═══ RECORDED INFORMATION
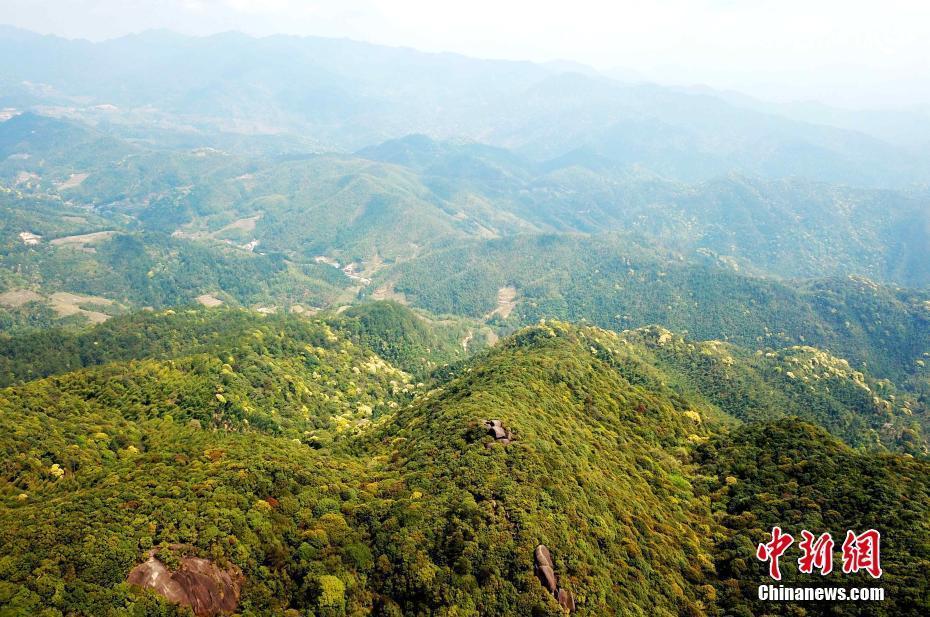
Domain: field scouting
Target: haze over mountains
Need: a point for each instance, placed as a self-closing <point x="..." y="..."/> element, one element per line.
<point x="261" y="297"/>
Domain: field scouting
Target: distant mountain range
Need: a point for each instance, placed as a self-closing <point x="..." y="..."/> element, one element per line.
<point x="347" y="95"/>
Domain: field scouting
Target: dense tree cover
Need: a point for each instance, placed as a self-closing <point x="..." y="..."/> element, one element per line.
<point x="409" y="340"/>
<point x="155" y="270"/>
<point x="285" y="447"/>
<point x="803" y="380"/>
<point x="793" y="475"/>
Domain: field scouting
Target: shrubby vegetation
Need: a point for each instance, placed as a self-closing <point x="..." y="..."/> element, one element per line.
<point x="648" y="463"/>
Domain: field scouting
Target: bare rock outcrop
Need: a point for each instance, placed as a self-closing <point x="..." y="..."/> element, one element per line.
<point x="197" y="583"/>
<point x="545" y="572"/>
<point x="499" y="432"/>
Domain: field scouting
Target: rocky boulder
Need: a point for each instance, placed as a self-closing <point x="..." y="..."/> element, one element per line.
<point x="197" y="584"/>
══════
▶ EXERCISE DIRECTIONS
Change every "field scouting" in the lines above to "terrain survey" and write the lines out again with nothing else altered. Leave the pictures out.

▶ SOLUTION TO THIS EXERCISE
Domain: terrain survey
Target: haze over mountains
Need: a point for each instance, placed as a self-closing <point x="..." y="..."/> element, one element per line.
<point x="261" y="297"/>
Domain: terrain survey
Target: distant mountain range
Need: a point for each instance, placed as a self-closing <point x="..." y="..."/> element, one element per line.
<point x="347" y="95"/>
Domain: terrain survey
Target: dense tree cover
Need: a point for each instance, placed as a self-closing <point x="..." y="..."/> element, one element per line.
<point x="409" y="340"/>
<point x="155" y="270"/>
<point x="285" y="447"/>
<point x="803" y="380"/>
<point x="793" y="475"/>
Domain: terrain survey
Target: shrubby vegetation
Need: a point for each instance, placed as a self-closing <point x="..." y="..."/> element, one element per line.
<point x="648" y="463"/>
Domain: terrain survey
Target: bare rock outcrop
Need: a point for each instance, placed as a self-closing <point x="..." y="..."/> element, one element per line.
<point x="197" y="583"/>
<point x="545" y="572"/>
<point x="499" y="432"/>
Domain: terrain survey
Target: rocky boulder
Need: a point for each instance, placed as a self-closing <point x="..." y="..."/> element, one element per line.
<point x="197" y="584"/>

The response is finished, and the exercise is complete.